BEGIN INFORMATION
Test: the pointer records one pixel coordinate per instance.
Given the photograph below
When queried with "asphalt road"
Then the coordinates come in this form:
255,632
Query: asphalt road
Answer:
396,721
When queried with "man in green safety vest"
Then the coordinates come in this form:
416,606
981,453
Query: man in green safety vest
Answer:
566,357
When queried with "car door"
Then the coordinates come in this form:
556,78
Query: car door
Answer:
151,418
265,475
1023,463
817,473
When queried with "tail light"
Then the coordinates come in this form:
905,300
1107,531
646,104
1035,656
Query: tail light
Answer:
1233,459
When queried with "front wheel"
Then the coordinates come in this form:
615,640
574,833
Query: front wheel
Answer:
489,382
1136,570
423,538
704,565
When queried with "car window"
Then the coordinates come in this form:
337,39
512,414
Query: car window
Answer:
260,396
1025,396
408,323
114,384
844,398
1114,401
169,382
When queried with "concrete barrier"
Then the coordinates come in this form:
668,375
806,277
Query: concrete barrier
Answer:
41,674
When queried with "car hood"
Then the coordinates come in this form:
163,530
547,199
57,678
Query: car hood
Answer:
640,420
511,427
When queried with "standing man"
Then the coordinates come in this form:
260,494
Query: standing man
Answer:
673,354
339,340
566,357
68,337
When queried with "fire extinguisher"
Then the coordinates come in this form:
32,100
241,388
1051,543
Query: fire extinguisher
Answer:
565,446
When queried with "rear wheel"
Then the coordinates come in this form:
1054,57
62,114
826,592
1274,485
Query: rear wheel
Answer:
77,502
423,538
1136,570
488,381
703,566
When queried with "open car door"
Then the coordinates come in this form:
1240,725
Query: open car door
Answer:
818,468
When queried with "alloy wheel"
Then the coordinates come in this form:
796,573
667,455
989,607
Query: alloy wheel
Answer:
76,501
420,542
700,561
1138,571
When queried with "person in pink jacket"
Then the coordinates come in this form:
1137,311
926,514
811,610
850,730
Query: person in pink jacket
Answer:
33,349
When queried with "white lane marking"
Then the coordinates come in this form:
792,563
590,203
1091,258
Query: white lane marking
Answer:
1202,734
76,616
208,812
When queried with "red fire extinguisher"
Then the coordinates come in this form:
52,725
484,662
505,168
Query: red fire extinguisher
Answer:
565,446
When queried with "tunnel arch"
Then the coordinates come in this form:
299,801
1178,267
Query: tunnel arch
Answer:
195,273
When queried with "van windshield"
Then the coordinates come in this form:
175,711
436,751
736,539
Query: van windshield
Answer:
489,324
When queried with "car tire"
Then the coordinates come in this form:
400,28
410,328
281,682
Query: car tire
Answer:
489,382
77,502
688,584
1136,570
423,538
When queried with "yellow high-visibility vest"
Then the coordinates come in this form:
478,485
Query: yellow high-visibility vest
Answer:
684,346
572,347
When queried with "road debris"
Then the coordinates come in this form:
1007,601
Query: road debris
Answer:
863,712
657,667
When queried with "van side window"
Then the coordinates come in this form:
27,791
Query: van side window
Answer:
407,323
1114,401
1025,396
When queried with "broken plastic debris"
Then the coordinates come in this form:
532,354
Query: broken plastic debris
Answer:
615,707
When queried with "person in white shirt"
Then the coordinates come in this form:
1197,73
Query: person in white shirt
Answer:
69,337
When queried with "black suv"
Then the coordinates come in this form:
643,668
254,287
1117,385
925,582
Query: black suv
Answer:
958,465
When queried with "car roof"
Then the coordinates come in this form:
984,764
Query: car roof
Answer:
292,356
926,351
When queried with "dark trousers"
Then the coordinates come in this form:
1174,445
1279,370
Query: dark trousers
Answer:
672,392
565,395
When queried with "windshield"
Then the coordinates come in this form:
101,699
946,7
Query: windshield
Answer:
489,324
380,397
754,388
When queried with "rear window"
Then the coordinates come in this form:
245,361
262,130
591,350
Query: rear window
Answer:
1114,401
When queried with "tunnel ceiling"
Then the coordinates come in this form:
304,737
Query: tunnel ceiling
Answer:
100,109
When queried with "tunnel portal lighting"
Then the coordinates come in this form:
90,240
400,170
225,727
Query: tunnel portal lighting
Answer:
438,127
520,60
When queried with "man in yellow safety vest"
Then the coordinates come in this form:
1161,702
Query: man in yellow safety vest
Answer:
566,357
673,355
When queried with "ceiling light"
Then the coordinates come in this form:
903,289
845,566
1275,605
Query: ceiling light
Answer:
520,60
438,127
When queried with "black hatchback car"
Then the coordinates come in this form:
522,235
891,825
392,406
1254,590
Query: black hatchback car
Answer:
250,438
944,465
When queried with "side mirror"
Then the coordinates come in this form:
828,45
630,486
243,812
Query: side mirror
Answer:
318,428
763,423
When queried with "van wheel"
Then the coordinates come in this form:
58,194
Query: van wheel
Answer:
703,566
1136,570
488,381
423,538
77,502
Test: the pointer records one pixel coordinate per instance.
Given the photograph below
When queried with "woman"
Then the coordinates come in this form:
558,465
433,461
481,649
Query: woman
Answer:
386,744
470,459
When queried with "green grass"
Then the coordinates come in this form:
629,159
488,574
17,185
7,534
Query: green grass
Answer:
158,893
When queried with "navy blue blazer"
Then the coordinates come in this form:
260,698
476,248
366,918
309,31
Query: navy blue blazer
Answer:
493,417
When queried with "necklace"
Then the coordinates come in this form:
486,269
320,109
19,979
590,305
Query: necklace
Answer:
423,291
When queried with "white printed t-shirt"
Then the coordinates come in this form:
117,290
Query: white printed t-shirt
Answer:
END INFORMATION
▸ **TO DO**: Copy the records exactly, keeping every word in place.

▸ **RESPONSE**:
Test: the pointer records one pixel coordinate per instance.
Given the photograph below
When queried with "asphalt road"
Then the coordinates come in this form:
255,632
Query: asphalt road
Answer:
396,721
When queried with "man in green safety vest"
Then the coordinates come in this form:
416,606
981,453
Query: man in green safety vest
Answer:
566,357
When queried with "car door"
Then the coordinates come in this form:
556,78
Query: car door
Answer:
151,418
265,475
1023,463
817,473
When queried with "tail light"
Then the coordinates come in this form:
905,300
1107,531
646,104
1035,656
Query: tail light
Answer:
1233,459
When queried with "front wheel"
Then the coordinates come in this form:
615,640
574,833
Query: front wheel
Answer:
489,382
1136,570
423,538
704,565
When queried with "car window"
Then the coordinates come in this form:
337,39
512,414
Query: car window
Answer:
260,396
1025,396
408,323
114,384
844,398
1114,401
169,382
When queried with "concrete barrier"
Then the coordinates come in this form:
668,375
806,277
Query: concrete barrier
Answer:
41,674
When queried with "car hood"
Then the coordinates come in this form:
163,530
547,199
57,678
Query: car hood
Answer:
640,420
511,427
When queried with "standing man"
Then the coordinates come in this form:
260,494
Query: standing man
Answer:
673,354
339,340
566,357
68,337
When queried with "fire extinguisher"
Then the coordinates come in this form:
32,100
241,388
1051,543
Query: fire extinguisher
Answer:
565,446
When queried with "rear wheel"
Then the coordinates come in this form:
1054,57
62,114
826,592
1274,485
Query: rear wheel
Answer:
77,502
423,538
1136,570
488,381
703,566
When queried with "open car door"
Then the coordinates come in this form:
1240,725
Query: open car door
Answer:
818,468
When queried with "alloy wheel"
Then the coordinates come in this form:
796,573
667,455
989,607
Query: alloy wheel
Answer:
76,501
420,542
700,561
1138,571
When queried with "person in pink jacket"
Then the coordinates come in this form:
1137,311
926,514
811,610
850,730
Query: person in pink jacket
Answer:
33,349
When queried with "white lane marking"
Then the coordinates come in this form:
792,563
590,203
1091,258
Query: white lane marking
Answer:
1202,734
76,616
208,812
When queried with "red fire extinguisher"
Then the coordinates come in this form:
52,725
484,662
505,168
Query: red fire extinguisher
Answer:
565,446
When queried with "tunnel arch"
Then the coordinates come in this form:
299,801
1178,267
Query: tunnel arch
Answer:
195,273
When queried with "van windshield"
Then the coordinates come in this form:
175,711
436,751
736,539
Query: van windshield
Answer:
489,324
When queried with "car tire"
Then the coordinates come in this form:
400,28
410,328
281,682
Query: car tire
Answer:
489,382
77,502
688,584
1136,570
423,538
When queried with "yellow high-visibility vest"
Then the coordinates come in this form:
478,485
Query: yellow high-visibility vest
Answer:
684,346
572,347
When queried with "road debris"
Then the coordinates come in this form:
1007,601
Query: road debris
Answer:
863,712
657,667
When queried with "van side window"
Then the coordinates come in this form:
27,791
Query: van side window
Answer:
407,323
1114,401
1025,396
When queried with "broken plastic debris"
Then the coordinates come in this form:
532,354
Query: broken plastic debris
Answer:
615,707
When queried with "person in white shirt"
Then the coordinates come in this form:
1197,73
Query: person in white shirt
Answer:
69,337
When queried with "black suv"
Then the coordinates come in this form:
643,668
254,287
1117,385
925,582
Query: black suv
Answer:
958,465
When queried with "car roof"
Then the coordinates come in this form:
984,764
Query: car roof
Answer:
292,356
926,351
When queried with "dark trousers"
Then the coordinates come in this form:
1174,445
1279,370
Query: dark trousers
Answer:
672,392
565,395
When queried with "windshield"
Then the coordinates come in this form:
101,699
946,7
Query: windshield
Answer:
489,324
380,397
754,388
When queried with "rear window"
Then the coordinates come in this form:
245,361
262,130
591,350
Query: rear window
Answer:
1114,401
When queried with "tunnel ceiling"
Then the coordinates come in this form:
304,737
Query: tunnel ceiling
Answer:
100,109
When queried with "tunnel portal lighting"
Then the coordinates come in this form:
90,240
400,170
225,727
Query: tunnel portal lighting
Answer:
438,127
520,60
When queried with "man in yellow safety vest"
Then the coordinates come in this form:
1161,702
Query: man in yellow safety vest
Answer:
566,357
673,355
When queried with "ceiling light"
Then the coordinates come in this form:
903,289
845,566
1275,605
Query: ceiling light
Answer:
520,60
438,127
When queried with "black hatchback car"
Then the coordinates come in this form:
522,235
891,825
392,406
1254,590
Query: black hatchback car
Answer:
250,438
944,465
When queried with "side mirror"
Then the coordinates come in this form:
828,45
630,486
243,812
Query: side mirror
Answer:
318,428
763,423
When queried with "van wheel"
Then the coordinates come in this form:
58,194
Query: van wheel
Answer:
703,566
1136,570
488,381
423,538
77,502
Test: the pointer records one pixel coordinate per instance.
Given the photograph below
When queried with "woman"
Then the coordinates come in this form:
558,465
433,461
481,649
Query: woman
Answer:
386,744
470,459
When queried with "green grass"
Then the coordinates come in this form:
629,159
488,574
17,185
7,534
Query: green grass
Answer:
158,893
When queried with "navy blue blazer"
Then the coordinates come in this form:
260,698
476,248
366,918
309,31
Query: navy blue blazer
Answer:
493,417
When queried with "necklace"
Then the coordinates come in this form:
486,269
320,109
19,979
590,305
Query: necklace
Answer:
423,291
When queried with "white printed t-shirt"
Then the coordinates come in this form:
117,290
Query: white printed t-shirt
Answer:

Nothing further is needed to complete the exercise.